### PROBLEM TO SOLVE
Find "Annotation guideline: every instance of the two-story" in the material, then return exactly the line containing it and all lines after it to the end, leaving out pictures.

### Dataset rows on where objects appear

════

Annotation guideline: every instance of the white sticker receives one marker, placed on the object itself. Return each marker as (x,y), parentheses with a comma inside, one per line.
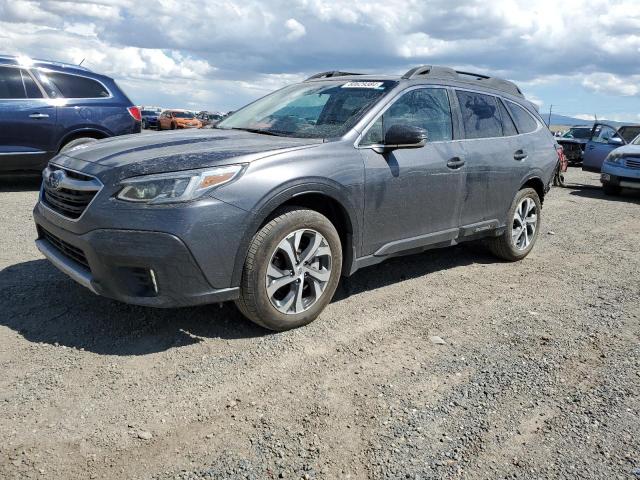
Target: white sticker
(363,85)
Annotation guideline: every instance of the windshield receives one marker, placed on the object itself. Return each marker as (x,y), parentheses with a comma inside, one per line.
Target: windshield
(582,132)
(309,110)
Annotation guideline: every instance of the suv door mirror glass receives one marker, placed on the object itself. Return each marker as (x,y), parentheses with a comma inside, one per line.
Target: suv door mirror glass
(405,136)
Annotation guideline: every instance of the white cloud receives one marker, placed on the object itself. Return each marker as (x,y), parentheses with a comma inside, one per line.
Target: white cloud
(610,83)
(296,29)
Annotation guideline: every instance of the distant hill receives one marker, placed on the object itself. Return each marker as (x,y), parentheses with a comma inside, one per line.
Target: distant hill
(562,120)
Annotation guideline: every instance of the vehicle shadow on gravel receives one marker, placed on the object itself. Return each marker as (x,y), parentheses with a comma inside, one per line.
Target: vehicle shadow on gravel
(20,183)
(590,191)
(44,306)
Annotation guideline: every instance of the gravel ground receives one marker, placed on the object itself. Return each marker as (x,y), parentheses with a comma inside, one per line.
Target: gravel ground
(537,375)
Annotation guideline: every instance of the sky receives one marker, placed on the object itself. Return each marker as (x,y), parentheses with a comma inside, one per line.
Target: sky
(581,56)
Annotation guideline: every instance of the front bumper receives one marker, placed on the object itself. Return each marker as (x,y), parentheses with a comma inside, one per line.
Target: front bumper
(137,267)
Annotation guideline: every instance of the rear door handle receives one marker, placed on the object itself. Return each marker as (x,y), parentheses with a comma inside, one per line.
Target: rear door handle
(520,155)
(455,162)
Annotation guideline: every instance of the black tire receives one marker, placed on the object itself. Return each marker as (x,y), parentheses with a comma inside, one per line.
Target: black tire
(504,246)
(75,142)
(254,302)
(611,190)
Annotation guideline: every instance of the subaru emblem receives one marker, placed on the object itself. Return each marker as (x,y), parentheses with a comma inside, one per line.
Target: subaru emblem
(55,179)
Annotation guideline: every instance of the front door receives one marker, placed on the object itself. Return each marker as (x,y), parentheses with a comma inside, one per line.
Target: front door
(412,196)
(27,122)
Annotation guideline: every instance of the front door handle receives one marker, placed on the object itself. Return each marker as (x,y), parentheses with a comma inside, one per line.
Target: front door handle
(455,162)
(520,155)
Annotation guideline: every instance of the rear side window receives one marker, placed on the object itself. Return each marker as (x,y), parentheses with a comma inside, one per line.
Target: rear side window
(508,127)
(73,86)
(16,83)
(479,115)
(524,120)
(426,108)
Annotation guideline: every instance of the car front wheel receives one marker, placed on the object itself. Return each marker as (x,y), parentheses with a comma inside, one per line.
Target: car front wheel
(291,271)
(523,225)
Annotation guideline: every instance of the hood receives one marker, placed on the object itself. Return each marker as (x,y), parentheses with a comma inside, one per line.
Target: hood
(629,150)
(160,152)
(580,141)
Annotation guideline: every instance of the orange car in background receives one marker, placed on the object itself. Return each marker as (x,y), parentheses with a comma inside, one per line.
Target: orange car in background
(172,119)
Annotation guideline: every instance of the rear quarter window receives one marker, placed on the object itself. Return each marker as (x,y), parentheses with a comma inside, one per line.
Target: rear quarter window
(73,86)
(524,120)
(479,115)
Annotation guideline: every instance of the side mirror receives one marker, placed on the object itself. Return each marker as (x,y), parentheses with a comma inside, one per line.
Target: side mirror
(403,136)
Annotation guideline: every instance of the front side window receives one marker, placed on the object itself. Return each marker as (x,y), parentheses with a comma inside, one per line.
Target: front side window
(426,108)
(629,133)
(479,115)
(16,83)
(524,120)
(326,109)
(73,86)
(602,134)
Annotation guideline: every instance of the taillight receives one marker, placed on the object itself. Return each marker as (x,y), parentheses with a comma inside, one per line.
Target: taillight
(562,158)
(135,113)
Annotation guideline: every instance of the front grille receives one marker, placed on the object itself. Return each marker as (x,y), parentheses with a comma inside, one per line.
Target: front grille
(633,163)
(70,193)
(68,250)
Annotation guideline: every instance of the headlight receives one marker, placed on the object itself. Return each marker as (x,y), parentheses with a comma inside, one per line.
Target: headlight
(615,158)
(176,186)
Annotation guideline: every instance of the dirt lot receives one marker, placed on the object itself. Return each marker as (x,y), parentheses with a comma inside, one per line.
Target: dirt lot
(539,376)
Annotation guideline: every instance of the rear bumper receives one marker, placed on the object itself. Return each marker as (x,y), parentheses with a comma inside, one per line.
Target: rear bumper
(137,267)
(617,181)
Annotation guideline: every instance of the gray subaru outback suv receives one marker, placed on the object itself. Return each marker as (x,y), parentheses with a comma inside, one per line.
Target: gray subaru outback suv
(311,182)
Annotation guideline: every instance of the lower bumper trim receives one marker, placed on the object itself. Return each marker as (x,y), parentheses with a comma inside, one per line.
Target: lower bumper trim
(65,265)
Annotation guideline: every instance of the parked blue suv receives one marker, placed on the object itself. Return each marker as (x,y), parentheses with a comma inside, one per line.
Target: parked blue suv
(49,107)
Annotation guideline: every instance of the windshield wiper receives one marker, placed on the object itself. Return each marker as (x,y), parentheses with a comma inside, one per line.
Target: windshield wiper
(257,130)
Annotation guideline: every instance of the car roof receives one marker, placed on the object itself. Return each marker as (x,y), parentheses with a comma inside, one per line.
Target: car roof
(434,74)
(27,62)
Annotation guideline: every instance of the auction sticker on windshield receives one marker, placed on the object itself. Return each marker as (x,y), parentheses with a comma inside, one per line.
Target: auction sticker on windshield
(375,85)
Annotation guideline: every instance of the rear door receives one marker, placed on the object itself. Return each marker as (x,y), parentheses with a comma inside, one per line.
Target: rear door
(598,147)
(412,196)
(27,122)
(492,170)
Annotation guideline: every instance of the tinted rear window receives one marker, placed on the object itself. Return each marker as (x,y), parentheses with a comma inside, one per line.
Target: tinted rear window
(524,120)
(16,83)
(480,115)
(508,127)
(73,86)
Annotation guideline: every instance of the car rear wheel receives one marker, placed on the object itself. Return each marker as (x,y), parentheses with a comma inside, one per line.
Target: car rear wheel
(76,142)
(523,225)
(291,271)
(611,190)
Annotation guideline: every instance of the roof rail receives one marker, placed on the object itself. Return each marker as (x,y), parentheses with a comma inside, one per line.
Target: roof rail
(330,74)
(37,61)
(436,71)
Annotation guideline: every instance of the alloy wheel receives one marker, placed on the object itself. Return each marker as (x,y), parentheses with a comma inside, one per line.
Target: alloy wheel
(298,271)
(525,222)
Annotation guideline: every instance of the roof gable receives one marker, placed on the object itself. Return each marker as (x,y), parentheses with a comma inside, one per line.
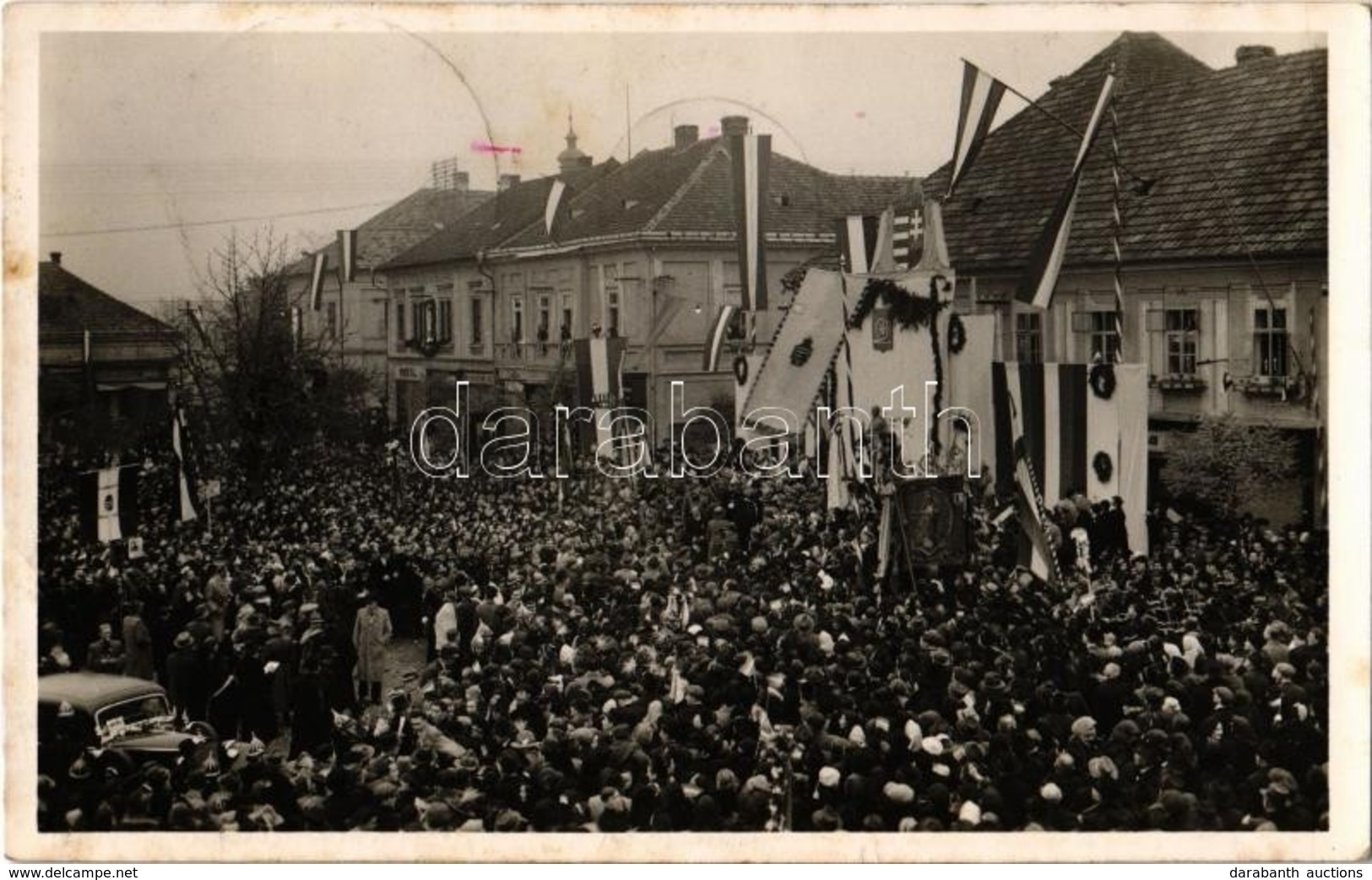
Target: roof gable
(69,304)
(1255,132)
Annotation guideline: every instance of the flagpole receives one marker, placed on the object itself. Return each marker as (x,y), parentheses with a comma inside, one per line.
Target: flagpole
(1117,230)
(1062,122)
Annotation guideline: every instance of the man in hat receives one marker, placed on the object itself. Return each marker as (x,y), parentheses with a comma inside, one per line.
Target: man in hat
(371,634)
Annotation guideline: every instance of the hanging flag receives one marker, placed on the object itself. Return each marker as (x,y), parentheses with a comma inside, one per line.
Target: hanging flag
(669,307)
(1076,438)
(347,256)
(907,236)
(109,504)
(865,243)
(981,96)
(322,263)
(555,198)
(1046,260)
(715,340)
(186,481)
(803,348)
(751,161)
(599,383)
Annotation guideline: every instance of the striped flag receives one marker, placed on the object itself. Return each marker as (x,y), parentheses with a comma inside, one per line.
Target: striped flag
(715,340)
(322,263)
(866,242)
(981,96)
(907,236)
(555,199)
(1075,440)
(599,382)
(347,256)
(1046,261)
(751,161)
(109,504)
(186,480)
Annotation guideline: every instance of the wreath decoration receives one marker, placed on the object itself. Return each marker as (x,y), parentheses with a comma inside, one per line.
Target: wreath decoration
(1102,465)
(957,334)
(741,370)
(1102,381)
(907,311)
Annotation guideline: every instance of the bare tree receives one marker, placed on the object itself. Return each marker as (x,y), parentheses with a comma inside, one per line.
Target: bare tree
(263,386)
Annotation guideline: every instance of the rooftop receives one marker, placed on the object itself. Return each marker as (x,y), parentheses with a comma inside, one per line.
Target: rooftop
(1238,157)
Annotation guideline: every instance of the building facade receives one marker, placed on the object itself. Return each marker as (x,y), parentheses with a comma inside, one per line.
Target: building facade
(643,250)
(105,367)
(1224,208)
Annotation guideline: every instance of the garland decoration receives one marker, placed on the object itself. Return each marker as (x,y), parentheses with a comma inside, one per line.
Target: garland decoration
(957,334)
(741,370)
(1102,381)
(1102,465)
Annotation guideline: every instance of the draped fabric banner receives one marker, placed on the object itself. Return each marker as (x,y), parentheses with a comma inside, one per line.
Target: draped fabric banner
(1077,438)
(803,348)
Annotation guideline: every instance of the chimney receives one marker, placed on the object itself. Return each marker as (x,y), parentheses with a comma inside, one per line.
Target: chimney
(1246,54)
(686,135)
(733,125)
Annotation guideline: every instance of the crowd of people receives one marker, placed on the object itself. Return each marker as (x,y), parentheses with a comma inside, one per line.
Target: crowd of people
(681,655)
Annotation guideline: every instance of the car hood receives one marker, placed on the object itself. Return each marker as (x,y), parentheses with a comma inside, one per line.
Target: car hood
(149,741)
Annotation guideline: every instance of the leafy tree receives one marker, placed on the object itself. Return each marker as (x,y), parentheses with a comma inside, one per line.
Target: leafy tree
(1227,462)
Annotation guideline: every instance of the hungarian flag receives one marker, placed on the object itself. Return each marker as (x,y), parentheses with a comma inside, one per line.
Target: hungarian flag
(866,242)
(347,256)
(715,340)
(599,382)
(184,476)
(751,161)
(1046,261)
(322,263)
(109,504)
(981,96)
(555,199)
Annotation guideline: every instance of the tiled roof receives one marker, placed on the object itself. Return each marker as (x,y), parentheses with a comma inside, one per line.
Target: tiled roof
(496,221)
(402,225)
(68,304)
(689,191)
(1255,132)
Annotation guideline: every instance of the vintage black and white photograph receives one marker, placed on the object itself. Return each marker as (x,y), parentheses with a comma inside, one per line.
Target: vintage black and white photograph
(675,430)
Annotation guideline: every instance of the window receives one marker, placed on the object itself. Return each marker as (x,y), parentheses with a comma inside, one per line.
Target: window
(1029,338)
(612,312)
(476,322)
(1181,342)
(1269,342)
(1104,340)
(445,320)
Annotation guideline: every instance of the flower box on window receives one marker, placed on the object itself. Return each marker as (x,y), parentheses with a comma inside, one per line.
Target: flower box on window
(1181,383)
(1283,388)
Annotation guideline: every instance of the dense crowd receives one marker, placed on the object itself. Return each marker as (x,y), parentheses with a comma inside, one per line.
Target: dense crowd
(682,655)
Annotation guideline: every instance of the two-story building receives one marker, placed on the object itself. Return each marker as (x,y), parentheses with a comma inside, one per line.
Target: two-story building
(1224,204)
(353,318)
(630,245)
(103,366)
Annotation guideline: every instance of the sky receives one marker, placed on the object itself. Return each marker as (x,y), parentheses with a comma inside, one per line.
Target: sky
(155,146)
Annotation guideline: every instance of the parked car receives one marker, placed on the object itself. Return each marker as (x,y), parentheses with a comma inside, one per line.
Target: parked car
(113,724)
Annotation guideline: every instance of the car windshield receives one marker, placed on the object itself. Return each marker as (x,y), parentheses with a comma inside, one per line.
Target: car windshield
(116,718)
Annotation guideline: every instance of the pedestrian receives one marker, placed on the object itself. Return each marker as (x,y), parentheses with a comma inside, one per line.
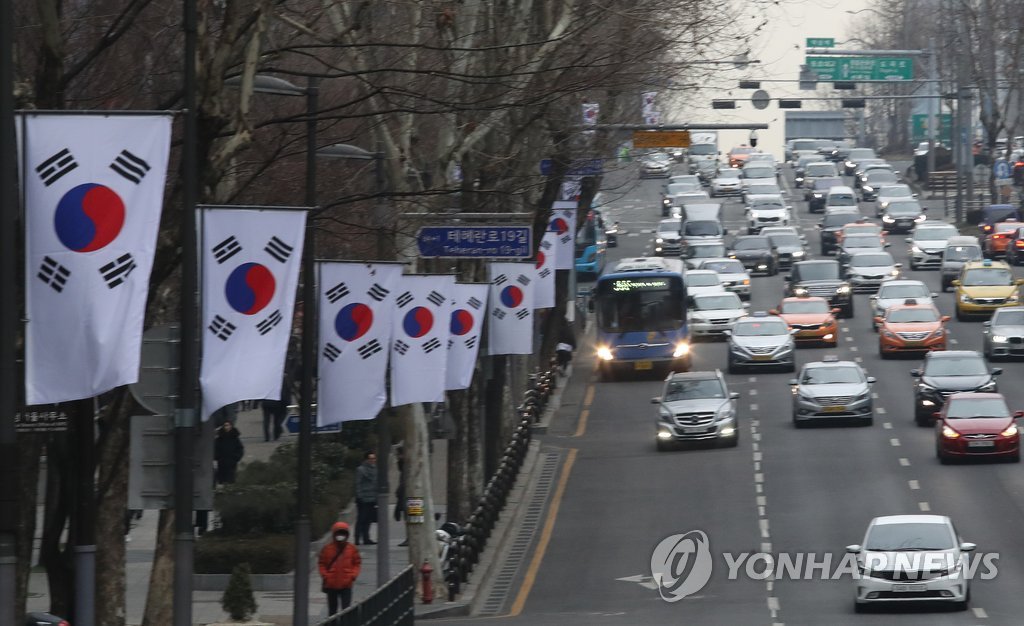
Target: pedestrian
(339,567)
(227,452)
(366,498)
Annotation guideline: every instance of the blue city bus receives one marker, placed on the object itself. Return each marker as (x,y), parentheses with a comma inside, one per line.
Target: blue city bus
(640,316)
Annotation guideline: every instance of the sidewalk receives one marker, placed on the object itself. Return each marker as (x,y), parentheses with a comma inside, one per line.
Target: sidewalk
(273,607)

════

### WORKED SOLUTION
Annotation guideline: every instance of the two-story building receives one marker, placed on the object itself. Return each marker as (x,y), parentheses with a comma inside, one per line.
Target: two-story building
(1224,204)
(353,318)
(630,245)
(103,366)
Annotation guideline: every instance of the sky receives one marker, placed on the object itself. Return each marker as (x,y), parentheses with a comma inside, one per line.
Target: sky
(155,146)
Annotation guideline: every instance of the parked car receives one marker, placed on the object itself. Return each marker as (x,y), parentheses with a comma inside, one per line.
Target: parked car
(113,724)
Annotation guideline: every instance of the car windshield receives one marker, placed on the object itself. Return each marker as (x,y), parentheses with a comma inside, one per line.
Target: car windshield
(116,718)
Annotation guideline: every instance of the pedestrian receives one marker, placed on the object itself. Return each marker as (x,y), parentheses with a comma inside, one per line.
Target: pedestrian
(339,567)
(227,452)
(366,498)
Annotation guideline: every instance of the blue city bus receives one marker, placed on the object itself. Return each marker as (x,y), parentheses with a comma inside, one per line.
Target: blue city bus
(640,316)
Annotation guideline: every instance of the sidewalk receives one marker, placed on the object itself. Return each marker as (x,y), parentheses with a comma inside, one per line.
Target: sidewalk
(273,607)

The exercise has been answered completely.